--- BEGIN Document ---

Classics: Toni Braxton – Un-Break My Heart (Frankie Knuckles – Franktidrama Club Mix) (LaFace Records)
Question… If ever asked to define Toni Braxton in one song, which one would it be? Chances are great ‘Un-Break My Heart’ would come first. One of those top performances which an artist rarely duplicates as a matter opf fact? This makin’ of it and there more precisely of ‘Un-Break My Heart’ Braxton‘s signature song. With thanks to its smooth Hispanic subtle fragrance.
The least we can say about this Frankie Knuckles and Satoshi Tomiiie rework is that it turns ‘Un-Break My Heart’ into a way different affair. Bringin’ its vocal performance into another perspective. And, by that, revealing other seducing details of it. Eventually givin’ it a stellar Deep House feel over a bumpin’ bass-driven rhythm pattern…
‘Un-Break My Heart…’ What an appealing invitation. Don’t you think?

--- END Document ---

Do this
Continue the review above of the Frankie Knuckles club mix of "Un-Break My Heart" after its final line.

--- BEGIN Records shown ---

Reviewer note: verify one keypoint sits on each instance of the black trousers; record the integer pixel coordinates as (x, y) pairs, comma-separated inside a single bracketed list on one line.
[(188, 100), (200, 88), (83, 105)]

--- END Records shown ---
--- BEGIN Records shown ---

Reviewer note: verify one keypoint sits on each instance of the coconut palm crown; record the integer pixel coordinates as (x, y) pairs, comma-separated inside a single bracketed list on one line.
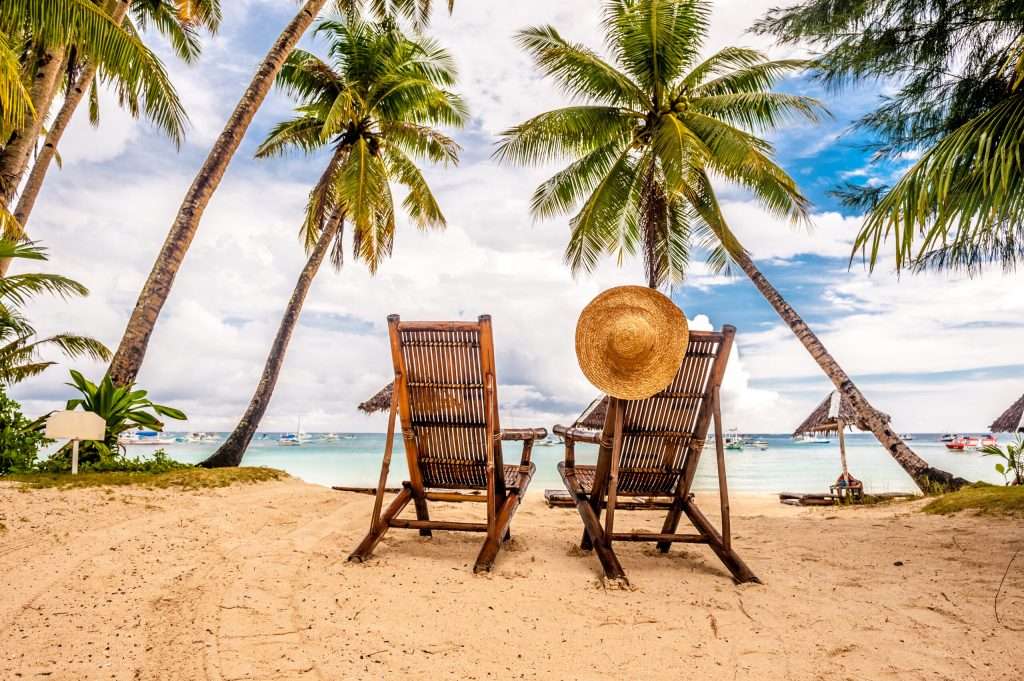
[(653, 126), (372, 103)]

--- END Records shown ---
--- BEGIN Records shown ---

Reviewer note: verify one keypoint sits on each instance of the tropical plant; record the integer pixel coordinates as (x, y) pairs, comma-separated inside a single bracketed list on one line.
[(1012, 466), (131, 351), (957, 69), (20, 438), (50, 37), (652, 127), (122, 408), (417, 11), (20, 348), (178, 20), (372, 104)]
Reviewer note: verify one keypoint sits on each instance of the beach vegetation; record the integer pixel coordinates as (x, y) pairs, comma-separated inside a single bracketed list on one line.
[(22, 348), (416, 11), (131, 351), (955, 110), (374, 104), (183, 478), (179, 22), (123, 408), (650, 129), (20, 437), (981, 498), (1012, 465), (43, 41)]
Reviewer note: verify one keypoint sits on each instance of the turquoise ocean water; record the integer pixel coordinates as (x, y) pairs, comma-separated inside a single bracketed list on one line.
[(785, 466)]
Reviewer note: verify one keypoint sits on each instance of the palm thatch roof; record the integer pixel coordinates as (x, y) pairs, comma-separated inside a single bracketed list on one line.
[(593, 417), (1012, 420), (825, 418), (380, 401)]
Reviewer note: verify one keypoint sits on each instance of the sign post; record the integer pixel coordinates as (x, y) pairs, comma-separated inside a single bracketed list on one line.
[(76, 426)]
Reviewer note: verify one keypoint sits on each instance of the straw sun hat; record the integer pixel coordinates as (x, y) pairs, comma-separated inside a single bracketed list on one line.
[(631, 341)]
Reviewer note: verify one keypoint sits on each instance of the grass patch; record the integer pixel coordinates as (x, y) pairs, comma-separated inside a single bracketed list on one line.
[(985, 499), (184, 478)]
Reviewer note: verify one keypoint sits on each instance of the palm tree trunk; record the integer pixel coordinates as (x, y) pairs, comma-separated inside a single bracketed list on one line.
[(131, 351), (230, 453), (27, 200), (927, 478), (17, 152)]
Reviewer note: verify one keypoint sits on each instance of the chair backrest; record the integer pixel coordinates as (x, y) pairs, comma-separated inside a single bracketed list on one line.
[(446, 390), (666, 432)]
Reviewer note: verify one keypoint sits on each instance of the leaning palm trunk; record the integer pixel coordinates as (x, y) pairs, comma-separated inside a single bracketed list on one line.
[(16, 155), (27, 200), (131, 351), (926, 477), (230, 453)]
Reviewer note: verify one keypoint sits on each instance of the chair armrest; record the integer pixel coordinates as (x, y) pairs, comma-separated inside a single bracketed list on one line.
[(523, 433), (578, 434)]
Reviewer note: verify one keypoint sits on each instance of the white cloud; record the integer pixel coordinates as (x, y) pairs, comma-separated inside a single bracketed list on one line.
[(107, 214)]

--- END Records shown ---

Final result
– A native of Severn, MD, Toni Braxton began performing by the end of the 80’s as The Braxtons. This while sharing the bill along with her 4 sisters (Tamar, Traci, Towanda, Traci and Trina). Then delivering their debut-single back in 1990 on Arista. A cut titled ‘Good Life’ which, despite the poor reaction it received, got to the attention of Atlanta-based famous production pair L.A. & Babyface who eventually offered her to record a demo before signing her on their own label.
Toni‘s eponymous debut-album saw the light in 1993, selling over 10 million copies worldwide. Thus getting her to earn 3 Grammy Awards. Its follow up, ‘Secrets’, released 3 years after, sold even more, spanning the Billboard #1 hits ‘You’re Makin’ Me High’ and the David Foster penned ‘Un-Break My Heart’ featuring Shanice Wilson as a backing singer. With the latter most likely becoming her signature song. Delivered with an alternative remixed version by the likes of the late Frankie Knuckles…
Her third offering – ‘The Heat’ – saw her jumpin’ on the Third Millenium with extra success. Its leading single – ‘He Wasn’t Enough’ – bringin’ her her
sixth Grammy Award for ‘Best Female R&B Vocal Performance’. Meanwhile her three following albums saw the light in the middle of health issues and contractual disputes with her former manager.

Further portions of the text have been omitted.